#### Work required:
In the forum thread below about a quadratic polynomial, what values are given for the sum and the product of the zeroes?

Question

The quadratic polynomial whose sum of zeroes -3 and product of zeroes 2 is:

Answer 1

Given:-

• sum of zeroes = -3

• product of zeroes = 2

To find:-

• The quadratic polynomial

Solution:-

• $\sf{ \alpha + \beta = -3}$

• $\sf{ \alpha \beta = 2}$

The required polynomial:-

★ General Equation:-

$\bold{\underline{\underline{\boxed{\sf{\red{\dag \; x^2 - (sum \; of \; zeroes)x + (product of zeroes) = 0}}}}}}$

$\implies \sf{x^2 - (-3)x + (2) = 0}$

$\implies \sf{x^2 +3x + 2 = 0}$

$\rule{200}{2}$

Answer 2

Given ,

Sum of roots (α + β) = -3

Product of roots ( α × β) = 2

We know that ,

$\large \sf \fbox{ {(x)}^{2} - ( \alpha + \beta )x + ( \alpha × \beta )}$

Thus ,

$\Rightarrow \sf {(x)}^{2} - ( - 3)x + 2 \\ \\ \Rightarrow \sf {(x)}^{2} + 3x + 2 = 0$

$\therefore \sf \bold{ \underline{The \: polynomial \: is \: {(x)}^{2} + 3x + 2}}$

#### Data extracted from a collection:
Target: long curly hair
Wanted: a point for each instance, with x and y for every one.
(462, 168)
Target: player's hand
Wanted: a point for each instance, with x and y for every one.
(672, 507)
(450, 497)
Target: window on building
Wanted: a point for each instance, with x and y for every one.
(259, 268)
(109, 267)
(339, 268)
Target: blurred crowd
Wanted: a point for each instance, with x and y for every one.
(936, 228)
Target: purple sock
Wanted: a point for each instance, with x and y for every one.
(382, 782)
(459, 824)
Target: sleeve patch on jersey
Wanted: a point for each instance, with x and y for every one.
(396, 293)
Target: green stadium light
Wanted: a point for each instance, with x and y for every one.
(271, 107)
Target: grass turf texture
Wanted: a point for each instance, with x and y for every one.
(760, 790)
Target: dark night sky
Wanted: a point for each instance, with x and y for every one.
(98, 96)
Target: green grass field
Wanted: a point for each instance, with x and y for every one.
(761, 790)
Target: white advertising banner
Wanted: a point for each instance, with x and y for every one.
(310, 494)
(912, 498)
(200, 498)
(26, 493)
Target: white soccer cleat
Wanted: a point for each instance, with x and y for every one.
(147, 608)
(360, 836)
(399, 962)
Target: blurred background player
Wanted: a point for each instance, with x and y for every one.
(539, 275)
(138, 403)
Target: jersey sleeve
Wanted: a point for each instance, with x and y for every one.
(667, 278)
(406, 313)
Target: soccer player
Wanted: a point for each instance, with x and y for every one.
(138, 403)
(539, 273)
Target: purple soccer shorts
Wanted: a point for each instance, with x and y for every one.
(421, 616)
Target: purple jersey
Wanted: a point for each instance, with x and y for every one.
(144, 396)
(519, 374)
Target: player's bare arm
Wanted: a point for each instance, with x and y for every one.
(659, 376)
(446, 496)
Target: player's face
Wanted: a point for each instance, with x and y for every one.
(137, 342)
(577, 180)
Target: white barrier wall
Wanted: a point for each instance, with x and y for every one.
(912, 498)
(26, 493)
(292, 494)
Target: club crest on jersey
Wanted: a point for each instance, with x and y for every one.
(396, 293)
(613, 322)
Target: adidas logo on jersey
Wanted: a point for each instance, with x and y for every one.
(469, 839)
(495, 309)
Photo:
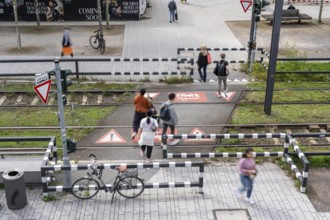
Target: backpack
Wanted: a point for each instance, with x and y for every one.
(222, 68)
(171, 6)
(165, 113)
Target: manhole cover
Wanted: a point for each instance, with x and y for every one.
(232, 214)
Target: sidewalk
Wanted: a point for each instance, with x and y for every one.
(274, 193)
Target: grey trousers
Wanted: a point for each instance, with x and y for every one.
(220, 80)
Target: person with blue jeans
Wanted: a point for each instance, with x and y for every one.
(247, 169)
(172, 8)
(202, 63)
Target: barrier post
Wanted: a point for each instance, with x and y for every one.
(164, 143)
(305, 175)
(44, 181)
(77, 68)
(192, 63)
(201, 178)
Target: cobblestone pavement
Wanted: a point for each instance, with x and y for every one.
(275, 195)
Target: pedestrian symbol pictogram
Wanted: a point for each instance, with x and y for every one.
(246, 4)
(191, 97)
(152, 95)
(197, 132)
(43, 90)
(227, 96)
(111, 137)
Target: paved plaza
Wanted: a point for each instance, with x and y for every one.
(274, 193)
(201, 22)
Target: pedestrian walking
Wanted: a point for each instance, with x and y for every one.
(146, 135)
(66, 43)
(142, 105)
(204, 58)
(172, 8)
(222, 71)
(247, 170)
(171, 118)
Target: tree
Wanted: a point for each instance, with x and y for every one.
(99, 12)
(320, 13)
(37, 13)
(107, 17)
(19, 46)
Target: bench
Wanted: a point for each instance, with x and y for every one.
(289, 15)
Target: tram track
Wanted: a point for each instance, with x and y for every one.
(97, 98)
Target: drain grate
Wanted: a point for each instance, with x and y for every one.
(232, 214)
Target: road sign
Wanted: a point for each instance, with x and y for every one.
(41, 77)
(246, 4)
(111, 137)
(43, 90)
(158, 136)
(197, 131)
(191, 97)
(152, 95)
(228, 96)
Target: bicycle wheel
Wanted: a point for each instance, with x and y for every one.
(85, 188)
(94, 41)
(102, 46)
(130, 187)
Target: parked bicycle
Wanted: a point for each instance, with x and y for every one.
(127, 183)
(97, 41)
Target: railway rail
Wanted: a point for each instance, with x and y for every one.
(313, 143)
(97, 98)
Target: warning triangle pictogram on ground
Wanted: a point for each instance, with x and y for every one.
(228, 96)
(246, 4)
(198, 131)
(43, 90)
(111, 137)
(152, 95)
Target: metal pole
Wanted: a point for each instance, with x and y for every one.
(253, 18)
(273, 56)
(99, 12)
(66, 160)
(19, 45)
(107, 17)
(36, 3)
(254, 40)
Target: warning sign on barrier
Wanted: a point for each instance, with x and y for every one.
(228, 96)
(158, 135)
(111, 137)
(152, 95)
(197, 132)
(191, 97)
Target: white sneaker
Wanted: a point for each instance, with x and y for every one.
(249, 200)
(237, 193)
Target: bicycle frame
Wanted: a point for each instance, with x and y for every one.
(112, 188)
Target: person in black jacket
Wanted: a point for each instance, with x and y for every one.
(202, 63)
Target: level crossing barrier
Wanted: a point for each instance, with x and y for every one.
(77, 61)
(289, 140)
(194, 49)
(306, 1)
(48, 167)
(28, 151)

#### The output:
The sum of the zeroes is -3, and the product of the zeroes is 2.